## Entries from a point annotation set
________________

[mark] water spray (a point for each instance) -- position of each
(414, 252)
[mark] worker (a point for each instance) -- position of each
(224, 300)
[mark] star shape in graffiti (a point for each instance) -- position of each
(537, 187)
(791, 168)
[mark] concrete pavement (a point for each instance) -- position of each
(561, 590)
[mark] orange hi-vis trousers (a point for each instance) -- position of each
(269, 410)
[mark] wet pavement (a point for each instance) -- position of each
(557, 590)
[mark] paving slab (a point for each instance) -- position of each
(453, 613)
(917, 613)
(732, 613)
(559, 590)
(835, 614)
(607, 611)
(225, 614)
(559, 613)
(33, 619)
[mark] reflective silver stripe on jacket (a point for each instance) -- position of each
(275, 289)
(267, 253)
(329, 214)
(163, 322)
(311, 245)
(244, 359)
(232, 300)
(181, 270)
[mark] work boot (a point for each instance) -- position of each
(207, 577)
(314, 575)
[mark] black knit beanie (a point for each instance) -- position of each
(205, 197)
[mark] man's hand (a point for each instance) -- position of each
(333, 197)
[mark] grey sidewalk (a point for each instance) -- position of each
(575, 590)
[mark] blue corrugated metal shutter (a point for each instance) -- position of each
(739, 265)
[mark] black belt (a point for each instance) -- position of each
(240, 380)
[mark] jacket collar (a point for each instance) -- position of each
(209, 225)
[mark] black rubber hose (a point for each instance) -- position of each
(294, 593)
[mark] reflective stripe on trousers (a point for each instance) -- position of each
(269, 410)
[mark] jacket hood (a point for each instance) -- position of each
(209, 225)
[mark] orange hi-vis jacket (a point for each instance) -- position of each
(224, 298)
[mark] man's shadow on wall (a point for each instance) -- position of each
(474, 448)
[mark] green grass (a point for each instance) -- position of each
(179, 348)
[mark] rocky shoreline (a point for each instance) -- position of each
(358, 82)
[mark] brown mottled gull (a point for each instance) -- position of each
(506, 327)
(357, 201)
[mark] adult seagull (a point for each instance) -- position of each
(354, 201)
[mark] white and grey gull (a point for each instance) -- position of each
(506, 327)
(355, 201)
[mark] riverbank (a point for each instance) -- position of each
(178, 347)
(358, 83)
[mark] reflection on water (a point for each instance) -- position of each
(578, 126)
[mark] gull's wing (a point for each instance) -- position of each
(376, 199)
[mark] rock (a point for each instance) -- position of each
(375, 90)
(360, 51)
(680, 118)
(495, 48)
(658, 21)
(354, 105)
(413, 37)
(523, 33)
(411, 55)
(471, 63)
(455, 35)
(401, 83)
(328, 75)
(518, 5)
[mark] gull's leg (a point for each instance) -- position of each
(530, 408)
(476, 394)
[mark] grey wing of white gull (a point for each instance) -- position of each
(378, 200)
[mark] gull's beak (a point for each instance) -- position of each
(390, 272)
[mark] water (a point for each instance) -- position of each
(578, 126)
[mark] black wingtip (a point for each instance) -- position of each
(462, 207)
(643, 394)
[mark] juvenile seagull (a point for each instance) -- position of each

________________

## THE REQUEST
Write out the listing once more, matching it exactly.

## EXERCISE OUTPUT
[mark] water spray (a point for each instance) -- position of each
(414, 252)
[mark] worker (a point for each instance) -- position of each
(224, 300)
[mark] star shape in graffiti (a point for each instance) -- position of each
(537, 187)
(791, 168)
[mark] concrete pavement (a point for each instance) -- position of each
(561, 590)
[mark] orange hi-vis trousers (a point for each instance) -- position of each
(269, 410)
[mark] wet pavement (a point for each instance) -- position of each
(557, 590)
[mark] paving slab (a point for each instance) -- position of each
(453, 613)
(917, 613)
(732, 613)
(559, 590)
(835, 614)
(607, 611)
(225, 614)
(559, 613)
(33, 619)
[mark] reflective silver stripe on jacket (a point for each instance) -- position of each
(275, 289)
(267, 253)
(329, 214)
(163, 322)
(311, 245)
(244, 359)
(232, 300)
(181, 270)
[mark] work boot (a point for each instance) -- position of each
(207, 577)
(314, 575)
[mark] black knit beanie (a point for each instance) -- position of each
(205, 197)
[mark] man's hand (a point for each instance) -- position of each
(333, 197)
[mark] grey sidewalk (a point for each instance) -- position of each
(575, 590)
[mark] blue corrugated metal shutter (a point for each instance) -- position of each
(739, 265)
[mark] black belt (a point for each instance) -- position of each
(240, 380)
[mark] jacket collar (a point for each instance) -- position of each
(209, 225)
[mark] black rubber hose (a point for each instance) -- position of each
(294, 593)
[mark] reflective stripe on trousers (a point for each instance) -- position of each
(269, 410)
[mark] jacket hood (a point for each instance) -- position of each
(209, 225)
[mark] orange hi-vis jacket (a point for each instance) -- position of each
(224, 298)
[mark] man's shadow on wall (a point for each instance) -- position of each
(474, 448)
[mark] green grass (a point for each instance) -- position of each
(179, 348)
[mark] rocky shoreline (a point for each instance) -- position of each
(358, 82)
[mark] brown mottled gull (a point for each instance) -- position of each
(506, 327)
(357, 201)
[mark] adult seagull (a point for each instance) -- position of each
(354, 201)
[mark] white and grey gull (a point for each instance) -- position of each
(506, 327)
(355, 201)
[mark] riverbank (a point for each instance) -- position of each
(178, 347)
(358, 83)
[mark] reflection on water (a point for each instance) -- position of each
(578, 126)
[mark] gull's wing (a point for each instance) -- position of each
(376, 199)
[mark] rock (a point for each instance) -- position of each
(375, 90)
(360, 51)
(680, 118)
(495, 48)
(658, 21)
(354, 105)
(413, 37)
(523, 33)
(411, 55)
(471, 63)
(455, 35)
(401, 83)
(328, 75)
(518, 5)
[mark] gull's leg (a point for each instance) -- position of each
(530, 408)
(476, 394)
[mark] grey wing of white gull (a point for each instance) -- position of each
(378, 200)
[mark] gull's beak (a point for each instance) -- position of each
(390, 272)
[mark] water (a point for each instance) -- position of each
(578, 126)
[mark] black wingtip (a point for each instance) -- position of each
(462, 207)
(643, 394)
[mark] juvenile seagull (a point for each instance) -- position of each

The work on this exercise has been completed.